• Aim:
Rewrite the text of all the entries below as a single numbered list, skipping any blank lines. Leave the pictures out of your answer.

• Data listing:
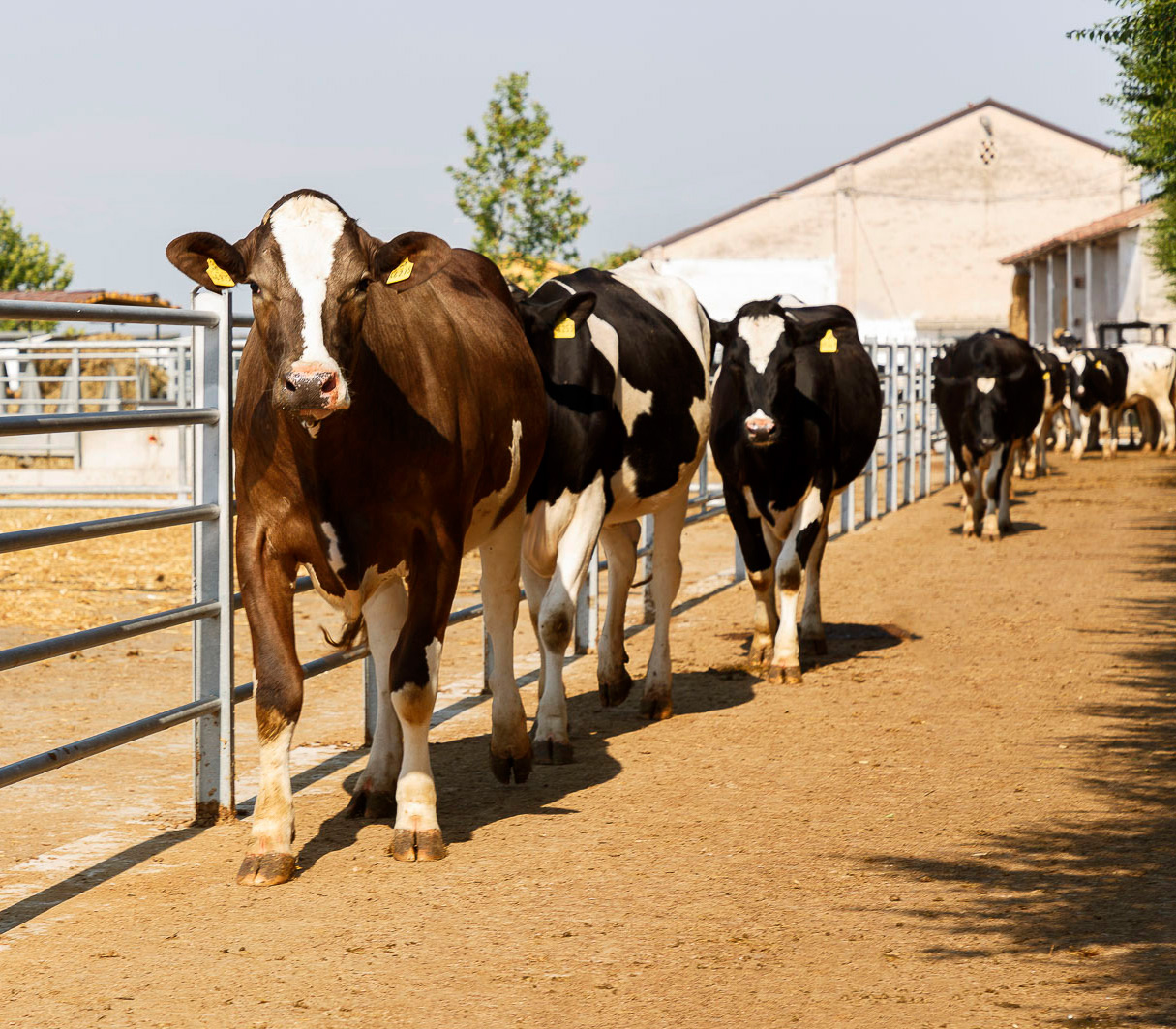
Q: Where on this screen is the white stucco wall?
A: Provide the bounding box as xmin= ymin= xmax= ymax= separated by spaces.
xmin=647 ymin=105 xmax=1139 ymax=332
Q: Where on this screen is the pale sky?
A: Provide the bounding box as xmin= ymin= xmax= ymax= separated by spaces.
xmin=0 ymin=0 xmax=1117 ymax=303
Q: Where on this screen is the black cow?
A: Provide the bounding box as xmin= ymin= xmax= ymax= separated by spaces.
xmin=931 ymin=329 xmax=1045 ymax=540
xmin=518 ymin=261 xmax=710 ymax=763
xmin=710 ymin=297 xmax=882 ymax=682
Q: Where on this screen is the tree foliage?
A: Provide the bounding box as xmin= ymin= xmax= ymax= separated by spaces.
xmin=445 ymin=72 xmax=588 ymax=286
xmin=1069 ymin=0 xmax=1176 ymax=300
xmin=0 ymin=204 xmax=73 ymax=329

• Answer in full:
1. Q: Where on this screen is the white stucco wall?
2. A: Provide the bounding box as xmin= ymin= xmax= ymax= separated by spaces.
3. xmin=647 ymin=105 xmax=1139 ymax=332
4. Q: Where on this screen is the pale sky?
5. A: Provide the bounding box as xmin= ymin= xmax= ymax= separated by spaces.
6. xmin=0 ymin=0 xmax=1117 ymax=303
7. Q: Where on this screen is the black cow?
8. A: Provide the bounding box as xmin= ymin= xmax= ymax= separated by spaces.
9. xmin=931 ymin=329 xmax=1045 ymax=540
10. xmin=518 ymin=261 xmax=710 ymax=763
11. xmin=710 ymin=297 xmax=882 ymax=682
12. Q: Where on this screen is the tree foliage?
13. A: Provide the bounding box as xmin= ymin= xmax= ymax= separated by spaces.
14. xmin=445 ymin=72 xmax=588 ymax=286
15. xmin=1069 ymin=0 xmax=1176 ymax=300
16. xmin=0 ymin=204 xmax=73 ymax=329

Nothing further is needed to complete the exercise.